## What is needed
In the records below, find the line holding "Expected: one point per instance of the tree" and the line holding "Expected: one point per instance of the small". Set down both, with every line between them, exactly.
Input data START
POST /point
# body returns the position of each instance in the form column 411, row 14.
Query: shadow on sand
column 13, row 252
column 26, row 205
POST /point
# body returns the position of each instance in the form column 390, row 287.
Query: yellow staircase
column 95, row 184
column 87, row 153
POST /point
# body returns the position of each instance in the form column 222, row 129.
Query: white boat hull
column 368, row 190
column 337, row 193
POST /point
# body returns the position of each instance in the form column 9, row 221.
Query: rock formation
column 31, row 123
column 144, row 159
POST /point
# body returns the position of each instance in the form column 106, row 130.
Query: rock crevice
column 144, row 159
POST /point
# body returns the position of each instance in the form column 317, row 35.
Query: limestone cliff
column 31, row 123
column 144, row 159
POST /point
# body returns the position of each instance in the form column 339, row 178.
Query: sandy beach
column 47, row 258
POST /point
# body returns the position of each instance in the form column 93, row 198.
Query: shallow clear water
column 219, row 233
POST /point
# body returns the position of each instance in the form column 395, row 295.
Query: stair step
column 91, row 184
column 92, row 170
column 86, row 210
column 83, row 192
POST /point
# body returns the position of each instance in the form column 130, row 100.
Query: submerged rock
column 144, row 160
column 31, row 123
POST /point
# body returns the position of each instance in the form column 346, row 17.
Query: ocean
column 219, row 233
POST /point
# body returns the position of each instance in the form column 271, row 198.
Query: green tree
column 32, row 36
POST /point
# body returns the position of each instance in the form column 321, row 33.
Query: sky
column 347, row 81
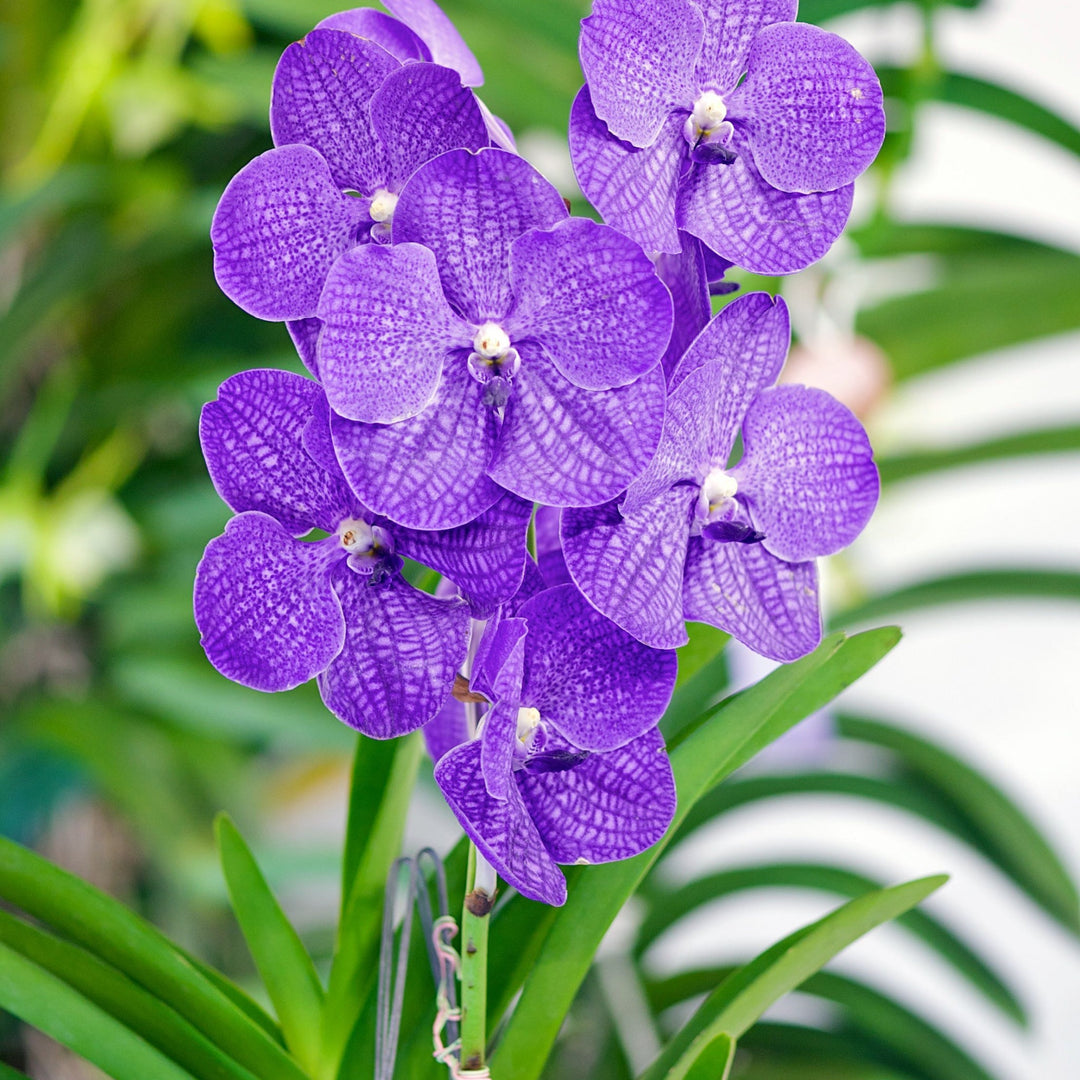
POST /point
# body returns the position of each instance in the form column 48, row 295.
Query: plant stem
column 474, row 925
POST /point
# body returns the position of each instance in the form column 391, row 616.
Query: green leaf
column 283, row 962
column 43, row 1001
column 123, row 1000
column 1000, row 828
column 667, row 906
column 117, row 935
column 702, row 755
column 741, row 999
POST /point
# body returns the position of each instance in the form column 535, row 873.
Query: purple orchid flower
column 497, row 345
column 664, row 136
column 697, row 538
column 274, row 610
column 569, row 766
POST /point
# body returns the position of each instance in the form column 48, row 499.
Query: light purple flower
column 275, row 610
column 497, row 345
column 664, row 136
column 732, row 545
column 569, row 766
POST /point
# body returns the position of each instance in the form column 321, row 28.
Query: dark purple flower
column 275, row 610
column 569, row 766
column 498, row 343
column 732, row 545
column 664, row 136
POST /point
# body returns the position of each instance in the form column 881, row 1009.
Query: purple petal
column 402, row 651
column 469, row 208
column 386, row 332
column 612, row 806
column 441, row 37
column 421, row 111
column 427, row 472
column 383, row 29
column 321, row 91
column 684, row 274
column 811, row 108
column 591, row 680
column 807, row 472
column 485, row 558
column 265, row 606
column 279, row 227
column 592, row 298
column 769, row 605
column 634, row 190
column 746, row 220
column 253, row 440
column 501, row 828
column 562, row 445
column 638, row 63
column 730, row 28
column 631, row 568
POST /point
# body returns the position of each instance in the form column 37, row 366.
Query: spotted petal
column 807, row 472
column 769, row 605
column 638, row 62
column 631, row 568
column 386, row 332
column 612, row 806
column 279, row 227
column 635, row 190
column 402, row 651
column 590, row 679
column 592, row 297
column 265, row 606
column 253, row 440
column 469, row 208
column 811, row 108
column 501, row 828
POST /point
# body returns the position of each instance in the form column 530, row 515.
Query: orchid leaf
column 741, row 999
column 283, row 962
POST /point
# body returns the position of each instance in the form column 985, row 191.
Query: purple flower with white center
Input data END
Input data START
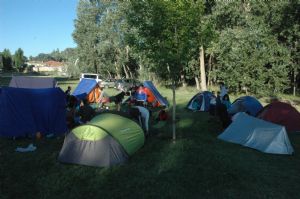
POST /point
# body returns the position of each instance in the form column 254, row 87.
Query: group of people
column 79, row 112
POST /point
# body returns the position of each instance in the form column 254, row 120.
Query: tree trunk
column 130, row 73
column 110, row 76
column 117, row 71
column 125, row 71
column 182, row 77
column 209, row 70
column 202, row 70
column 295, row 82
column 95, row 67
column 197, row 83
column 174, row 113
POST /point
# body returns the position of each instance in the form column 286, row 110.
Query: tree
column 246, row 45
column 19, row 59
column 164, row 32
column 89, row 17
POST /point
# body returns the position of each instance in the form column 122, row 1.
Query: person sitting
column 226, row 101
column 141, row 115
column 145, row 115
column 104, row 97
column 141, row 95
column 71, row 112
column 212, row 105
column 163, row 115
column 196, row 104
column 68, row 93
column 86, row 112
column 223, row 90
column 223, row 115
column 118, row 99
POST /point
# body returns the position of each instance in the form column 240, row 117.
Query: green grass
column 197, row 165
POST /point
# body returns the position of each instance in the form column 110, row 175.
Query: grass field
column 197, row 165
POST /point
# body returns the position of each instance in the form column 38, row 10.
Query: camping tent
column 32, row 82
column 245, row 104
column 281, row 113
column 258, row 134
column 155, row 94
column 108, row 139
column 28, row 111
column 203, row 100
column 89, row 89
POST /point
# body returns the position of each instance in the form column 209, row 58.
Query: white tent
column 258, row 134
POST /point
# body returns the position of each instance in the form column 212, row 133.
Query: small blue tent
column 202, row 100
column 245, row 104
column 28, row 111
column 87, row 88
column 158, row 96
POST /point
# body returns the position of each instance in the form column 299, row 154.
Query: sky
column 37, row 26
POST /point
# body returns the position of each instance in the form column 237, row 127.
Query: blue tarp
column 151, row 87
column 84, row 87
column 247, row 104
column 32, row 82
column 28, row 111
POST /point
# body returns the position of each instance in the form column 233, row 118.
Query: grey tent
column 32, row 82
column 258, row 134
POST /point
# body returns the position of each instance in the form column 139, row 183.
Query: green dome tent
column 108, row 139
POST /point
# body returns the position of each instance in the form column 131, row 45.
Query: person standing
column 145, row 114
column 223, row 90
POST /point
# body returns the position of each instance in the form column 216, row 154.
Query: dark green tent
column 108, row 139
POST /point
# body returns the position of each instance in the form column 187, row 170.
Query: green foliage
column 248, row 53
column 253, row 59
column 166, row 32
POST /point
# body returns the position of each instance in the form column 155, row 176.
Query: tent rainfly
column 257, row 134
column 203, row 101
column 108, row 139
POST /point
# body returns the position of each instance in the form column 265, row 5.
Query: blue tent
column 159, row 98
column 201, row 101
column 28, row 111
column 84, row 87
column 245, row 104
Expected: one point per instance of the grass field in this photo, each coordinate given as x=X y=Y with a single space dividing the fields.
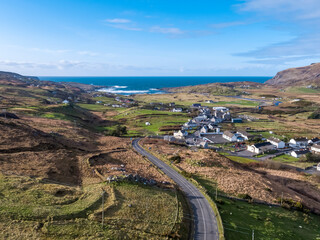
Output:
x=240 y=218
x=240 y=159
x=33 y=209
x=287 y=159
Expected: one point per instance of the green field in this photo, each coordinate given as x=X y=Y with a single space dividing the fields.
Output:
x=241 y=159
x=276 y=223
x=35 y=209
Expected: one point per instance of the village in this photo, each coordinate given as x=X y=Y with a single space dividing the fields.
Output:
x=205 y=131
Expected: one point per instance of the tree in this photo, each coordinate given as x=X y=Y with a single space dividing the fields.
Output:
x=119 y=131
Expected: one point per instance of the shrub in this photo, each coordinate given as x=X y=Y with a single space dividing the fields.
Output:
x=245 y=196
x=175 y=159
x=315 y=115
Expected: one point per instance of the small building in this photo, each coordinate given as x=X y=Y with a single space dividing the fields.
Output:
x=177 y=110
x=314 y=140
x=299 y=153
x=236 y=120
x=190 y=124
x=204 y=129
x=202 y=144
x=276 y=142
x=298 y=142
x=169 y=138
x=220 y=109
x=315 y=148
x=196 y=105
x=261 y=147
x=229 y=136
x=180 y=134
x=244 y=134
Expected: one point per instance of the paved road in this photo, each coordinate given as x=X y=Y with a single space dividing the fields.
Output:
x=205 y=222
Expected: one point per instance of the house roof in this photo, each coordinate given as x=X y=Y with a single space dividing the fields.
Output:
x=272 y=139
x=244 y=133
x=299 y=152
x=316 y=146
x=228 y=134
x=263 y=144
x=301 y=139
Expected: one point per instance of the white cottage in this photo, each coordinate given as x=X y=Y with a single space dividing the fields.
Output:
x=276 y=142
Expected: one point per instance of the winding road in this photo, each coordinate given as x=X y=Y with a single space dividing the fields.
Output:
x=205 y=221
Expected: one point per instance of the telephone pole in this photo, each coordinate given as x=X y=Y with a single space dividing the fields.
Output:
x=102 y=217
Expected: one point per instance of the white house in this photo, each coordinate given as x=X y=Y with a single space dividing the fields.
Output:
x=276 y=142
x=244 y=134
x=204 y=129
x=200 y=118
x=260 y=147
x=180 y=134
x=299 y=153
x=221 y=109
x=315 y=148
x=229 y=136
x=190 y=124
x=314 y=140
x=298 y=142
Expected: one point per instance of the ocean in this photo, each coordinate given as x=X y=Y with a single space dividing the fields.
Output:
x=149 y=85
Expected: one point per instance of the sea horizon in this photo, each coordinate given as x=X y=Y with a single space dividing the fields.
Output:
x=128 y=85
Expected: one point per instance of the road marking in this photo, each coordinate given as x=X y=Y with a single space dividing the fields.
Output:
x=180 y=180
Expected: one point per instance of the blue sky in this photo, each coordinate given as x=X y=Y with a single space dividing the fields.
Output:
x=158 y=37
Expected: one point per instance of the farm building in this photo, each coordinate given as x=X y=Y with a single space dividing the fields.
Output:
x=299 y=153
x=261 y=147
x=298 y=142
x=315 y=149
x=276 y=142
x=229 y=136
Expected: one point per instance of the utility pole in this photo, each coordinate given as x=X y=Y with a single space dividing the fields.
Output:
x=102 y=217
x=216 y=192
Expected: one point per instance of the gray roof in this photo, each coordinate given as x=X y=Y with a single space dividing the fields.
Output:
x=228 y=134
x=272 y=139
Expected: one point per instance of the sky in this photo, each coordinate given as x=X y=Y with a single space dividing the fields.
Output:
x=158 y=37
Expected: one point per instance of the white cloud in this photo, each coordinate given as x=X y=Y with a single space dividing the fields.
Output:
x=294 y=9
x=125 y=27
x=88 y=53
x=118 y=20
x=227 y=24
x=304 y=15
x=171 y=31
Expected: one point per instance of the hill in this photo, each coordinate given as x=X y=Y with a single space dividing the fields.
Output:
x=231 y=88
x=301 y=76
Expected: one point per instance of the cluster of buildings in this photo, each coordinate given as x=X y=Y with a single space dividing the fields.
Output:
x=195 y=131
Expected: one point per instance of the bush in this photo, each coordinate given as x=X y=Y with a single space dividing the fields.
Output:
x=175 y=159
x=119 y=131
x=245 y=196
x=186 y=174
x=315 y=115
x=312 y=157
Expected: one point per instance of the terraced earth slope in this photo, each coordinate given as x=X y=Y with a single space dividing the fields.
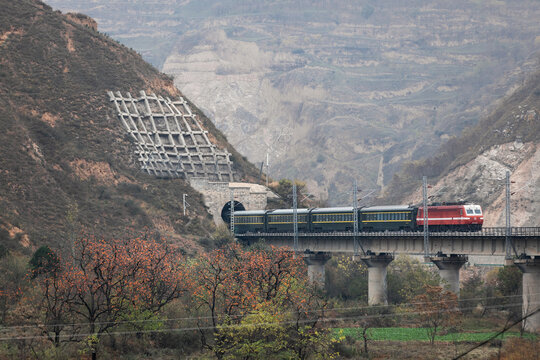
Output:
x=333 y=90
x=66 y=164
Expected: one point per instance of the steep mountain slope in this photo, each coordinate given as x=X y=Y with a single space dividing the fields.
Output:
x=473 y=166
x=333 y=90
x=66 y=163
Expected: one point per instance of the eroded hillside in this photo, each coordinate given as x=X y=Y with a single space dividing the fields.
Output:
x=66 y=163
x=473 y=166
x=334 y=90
Input data END
## Expected answer
Expected: one point per instance of the tree in this photo, each coordinate given as x=X y=Y with a single space dividing the fields.
Output:
x=119 y=131
Expected: one point per instance of the shrub in this photo, each coordinate given as x=X y=Y with a single space dividing the fields.
Output:
x=245 y=196
x=175 y=159
x=315 y=115
Expected: one point per instance of the small building in this photo, each coordinate given as x=X y=Y with a single space dividing the fields.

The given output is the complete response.